(Objectives):
**a)** In the async scheduling review thread, which class does the reviewer suggest removing?
**b)** Check each statement against the async scheduling review thread and mark it yes or no, quoting the words that settle it: (i) The reviewer says async scheduling is not advantageous for pooling. (ii) The first async scheduling PR needed changes to the model runner. (iii) The overhead of one extra decode token is put at about 10%.
**c)** Write the next part of the async scheduling review thread, picking up after its last sentence and keeping the same voice.

(Selected extract):
• • • • • • •
It would be really great to see a profile of this in action, or at least some minimal vllm bench results showing what kind of performance improvement we can expect.

Signed-off-by: Avishek Goswami <avishek.goswami@ibm.com>

maxdebayser

Thanks for taking on this issue, @GOavi101. I think perhaps it would better to take a step back to re-think this PR a bit.

There are a few unecessary changes in this PR. I would suggest the following:

Remove the AsyncPoolingSpyreScheduler class and the code that selects it in platform.py as async scheduling is not advantageous for pooling
Undo the mixin class structure. Currently the only purpose of this is for _is_async_scheduler() to run isinstance(self, AsyncScheduler) but the same can be achieved by returning vllm_config.scheduler_config.async_scheduling

In PR 19970 Woosuk added async scheduling based in this idea from the NanoFlow paper:

Asynchronous scheduling: Batch formation, including estimating memory 
usage, scheduling new requests, retiring finished requests, and adjusting the 
page table for PagedAttention [17], consumes a non-negligible amount of time 
on the CPU side [42]. In most serving frameworks [17,58], only after the GPU 
executes one iteration, the scheduler on the CPU is able to detect EOS tokens, 
remove the finished request from the batch, and refill the batch with new 
requests. However, GPU is under-utilized during this time. To avoid this waste, 
NanoFlow asynchronously schedules batch formation in parallel to the GPU 
executions. At any iteration i, NanoFlow forms the batch for the next iteration 
before the end of the current iteration. This means that NanoFlow cannot 
detect the EOS tokens generated at iteration i. After launching iteration i+1, 
NanoFlow forms the batch for cycle i+2, detects the EOS token from iteration i, 
and removes finished requests.  Fortunately, since the average decode length 
surpasses 100 for typical workloads (See Table 4), the overhead of one extra 
decode token is negligible (< 1%), given the benefit of hiding the batch 
formation overhead.

In this first PR, no model runner changes were needed. Later additions were made to overlap the model runner execution with other steps such as sampling and the WorkerBase sample_tokens method was added to separate sampling from the execution of the model.
• • • • • • •
(Data shown):
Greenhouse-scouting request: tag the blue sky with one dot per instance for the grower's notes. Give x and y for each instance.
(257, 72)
• • • • • • •
(Written responses):
**a)** The AsyncPoolingSpyreScheduler class, along with the code that selects it in platform.py.

**b)**
(i) Yes: "as async scheduling is not advantageous for pooling"
(ii) No: "In this first PR, no model runner changes were needed."
(iii) No: "the overhead of one extra decode token is negligible (< 1%)"

**c)**
I think that the main problem to solve is that in Spyre we can't run prefills in the same batch as the decode requests. If it weren't for this fact, probably the only required code change would be implementing the sample_tokens() method in the SpyreWorker.
Since we can currently interleave prefill chunk batches and decode batches, in principle there is no problem in doing so asynchronously.
But once prefill is done, we either must wait and add the request in the current decode batch or in the one after that.

maxdebayser · 2026-05-08T22:32:33Z

+        # not yet committed by ``update_from_output``. The committed prefill
+        # position for ``req`` is
+        # ``req.num_computed_tokens - self._inflight_prefill_tokens.get(rid, 0)``.
+        self._inflight_prefill_tokens: dict[str, int] = {}


Why is this necessary? Upstream the scheduler skips the chunks:

if request.is_prefill_chunk: continue

The is_prefill_chunk skip in upstream's _update_after_schedule only avoids bumping num_output_placeholders (which is decode-only). The base Scheduler._update_after_schedule still optimistically advances request.num_computed_tokens by num_scheduled_tokens for prefill chunks — that's what enables schedule(N+1) to pick the next chunk while execute(N) is in flight.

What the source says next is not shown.